[SUPPLIED PASSAGE]
Nix and BSD: NetBSD

As announced on the Nix discourse:

We can also cross compile OpenBSD binaries now!

Nixpkgs branch: https://github.com/obsidiansystems/nixpkgs/tree/openbsd-rollup (will be making PRs from here and force pushing it, be warned)

Command:
nix-build --arg crossSystem '{ system = "x86_64-openbsd"; isStatic = true; }' -A hello
Chat room: #nix-openbsd:tapenet.org which already existed, thanks to @qbit who previous took a stab at at this, and more recently answered many questions.
Let's revive it!

With this milestone, we can now cross compile to all three BSDs! To celebrate this occasion, we're writing a series of blog posts about the history and current status of Nix and BSD projects — there's a lot going on!

Cross, Linux, and Bare Metal

In 2017, I was able to realize my long-sought goal of revitalizing Nixpkgs's cross compilation, as part of Obsidian's project of creating end-to-end Nixified builds of iOS and Android mobile apps written in Haskell — what would become our Obelisk web-and-mobile-together application framework.

Nixpkgs cross compilation support has since exploded far more than I could ever dream.
Atop the core infrastructure we put in place, numerous volunteers have fixed hundreds — if not thousands — of individual packages.
Entire system images can be cross compiled.
Support for many new instruction set architectures, web assembly, and more was added.

[INFORMATION SUPPLIED]

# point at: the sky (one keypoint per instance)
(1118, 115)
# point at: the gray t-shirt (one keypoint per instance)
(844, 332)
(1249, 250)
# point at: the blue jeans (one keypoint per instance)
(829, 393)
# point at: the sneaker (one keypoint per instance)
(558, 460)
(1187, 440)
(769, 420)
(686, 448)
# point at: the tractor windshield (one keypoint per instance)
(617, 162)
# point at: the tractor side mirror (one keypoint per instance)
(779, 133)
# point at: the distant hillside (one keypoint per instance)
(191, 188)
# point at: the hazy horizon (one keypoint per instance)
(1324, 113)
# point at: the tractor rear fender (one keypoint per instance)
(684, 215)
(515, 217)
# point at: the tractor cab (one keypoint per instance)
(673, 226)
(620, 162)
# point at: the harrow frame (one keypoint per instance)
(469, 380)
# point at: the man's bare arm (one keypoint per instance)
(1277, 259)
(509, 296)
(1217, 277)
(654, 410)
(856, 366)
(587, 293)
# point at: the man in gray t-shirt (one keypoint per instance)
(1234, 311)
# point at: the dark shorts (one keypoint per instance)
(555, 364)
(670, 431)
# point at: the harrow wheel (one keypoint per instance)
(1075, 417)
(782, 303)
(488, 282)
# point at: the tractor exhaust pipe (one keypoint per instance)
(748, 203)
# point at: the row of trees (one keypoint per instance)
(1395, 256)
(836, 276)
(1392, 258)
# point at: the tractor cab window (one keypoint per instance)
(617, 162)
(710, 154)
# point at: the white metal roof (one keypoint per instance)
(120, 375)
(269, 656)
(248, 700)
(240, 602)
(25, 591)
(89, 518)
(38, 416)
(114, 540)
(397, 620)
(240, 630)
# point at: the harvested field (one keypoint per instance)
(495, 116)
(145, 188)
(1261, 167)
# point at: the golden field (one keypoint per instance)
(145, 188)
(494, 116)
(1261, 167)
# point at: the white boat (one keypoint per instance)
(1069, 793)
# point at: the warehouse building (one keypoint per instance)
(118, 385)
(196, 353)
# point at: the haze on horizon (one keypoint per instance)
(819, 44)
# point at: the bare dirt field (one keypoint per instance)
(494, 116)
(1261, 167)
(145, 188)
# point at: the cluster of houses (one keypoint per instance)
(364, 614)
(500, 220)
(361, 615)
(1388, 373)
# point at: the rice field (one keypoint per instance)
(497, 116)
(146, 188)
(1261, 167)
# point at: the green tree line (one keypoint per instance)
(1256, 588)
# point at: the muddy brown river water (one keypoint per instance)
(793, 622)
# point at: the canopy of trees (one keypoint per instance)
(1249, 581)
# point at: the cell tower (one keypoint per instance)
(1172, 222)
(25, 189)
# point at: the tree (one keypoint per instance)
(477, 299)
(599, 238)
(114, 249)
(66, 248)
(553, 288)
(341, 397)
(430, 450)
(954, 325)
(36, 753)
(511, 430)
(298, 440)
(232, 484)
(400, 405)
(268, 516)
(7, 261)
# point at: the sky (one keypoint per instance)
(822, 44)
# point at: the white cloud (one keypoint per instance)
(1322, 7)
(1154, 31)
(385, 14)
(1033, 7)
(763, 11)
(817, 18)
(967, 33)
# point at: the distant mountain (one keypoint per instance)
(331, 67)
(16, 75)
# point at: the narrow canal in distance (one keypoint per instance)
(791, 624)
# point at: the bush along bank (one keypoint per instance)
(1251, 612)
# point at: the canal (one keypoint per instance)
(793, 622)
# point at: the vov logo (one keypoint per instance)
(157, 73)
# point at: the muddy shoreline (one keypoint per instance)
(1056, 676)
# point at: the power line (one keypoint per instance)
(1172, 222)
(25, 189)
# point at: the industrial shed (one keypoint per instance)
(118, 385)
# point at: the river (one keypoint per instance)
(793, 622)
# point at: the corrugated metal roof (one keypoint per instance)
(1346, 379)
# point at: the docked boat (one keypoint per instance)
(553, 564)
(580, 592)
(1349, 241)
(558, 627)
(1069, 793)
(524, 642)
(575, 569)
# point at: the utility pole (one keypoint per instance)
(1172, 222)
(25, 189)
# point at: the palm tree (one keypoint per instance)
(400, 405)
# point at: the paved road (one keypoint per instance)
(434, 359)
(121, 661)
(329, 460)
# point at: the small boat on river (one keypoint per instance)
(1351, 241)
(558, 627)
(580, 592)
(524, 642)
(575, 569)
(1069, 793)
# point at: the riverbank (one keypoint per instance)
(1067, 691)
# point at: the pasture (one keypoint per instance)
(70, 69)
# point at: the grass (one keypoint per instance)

[DIRECTIVES]
a: Repeat the section of the Nix and BSD post starting at "With this milestone, we" and ending at "web-and-mobile-together application framework.", word for word.
b: Write the next part of the Nix and BSD post, picking up after its last sentence.

[RESULTS FOR EACH TASK]
a:
With this milestone, we can now cross compile to all three BSDs! To celebrate this occasion, we're writing a series of blog posts about the history and current status of Nix and BSD projects — there's a lot going on!

Cross, Linux, and Bare Metal

In 2017, I was able to realize my long-sought goal of revitalizing Nixpkgs's cross compilation, as part of Obsidian's project of creating end-to-end Nixified builds of iOS and Android mobile apps written in Haskell — what would become our Obelisk web-and-mobile-together application framework.

b:
Freestanding/embedded toolchains (and the few libraries that could compile to them) were added.
More languages beyond C, C++, and Haskell gained support.

Still, there was a noticeable gap.
We could build from scratch for Linux a zillion different ways, we could build freestanding, and we could build with opaque vendor-provided binaries for iOS and Android, but we lacked support for other full-fledged free software operating systems.
In other words, we ran the risk of being overfit to Linux — binary blob bootstraps for other systems just don't exercise the configuration space the same was a fully bootstrapped open source ones do.

Enter NetBSD

This began to change when my then-coworker (Matthew Bauer) first started packaging NetBSD packages, and then added cross compilation support.
Later Alyssa Ross and sternenseemann also helped out a lot.

The in general BSDs were hardly designed for such thing.
Contrary to what Wikipedia has to say about the origin of monorepos, traditional Unix had been following the practice for decades longer -- chucking the kernel, libc and libraries, and many utilities all in one repo.
Like with all monorepos, this is great for being able to make cross-cutting edits that modify multiple components simultaneously, avoiding the synchronization overhead of modifying many repos that may not have coordinated testing and release cycles.
Less good — since everything is always being built together, and make isn't exactly know for its hygiene — its possible for components to bleed together.

Thankfully, NetBSD, with its emphasis on the portability, is the most forgiving of three in this regard.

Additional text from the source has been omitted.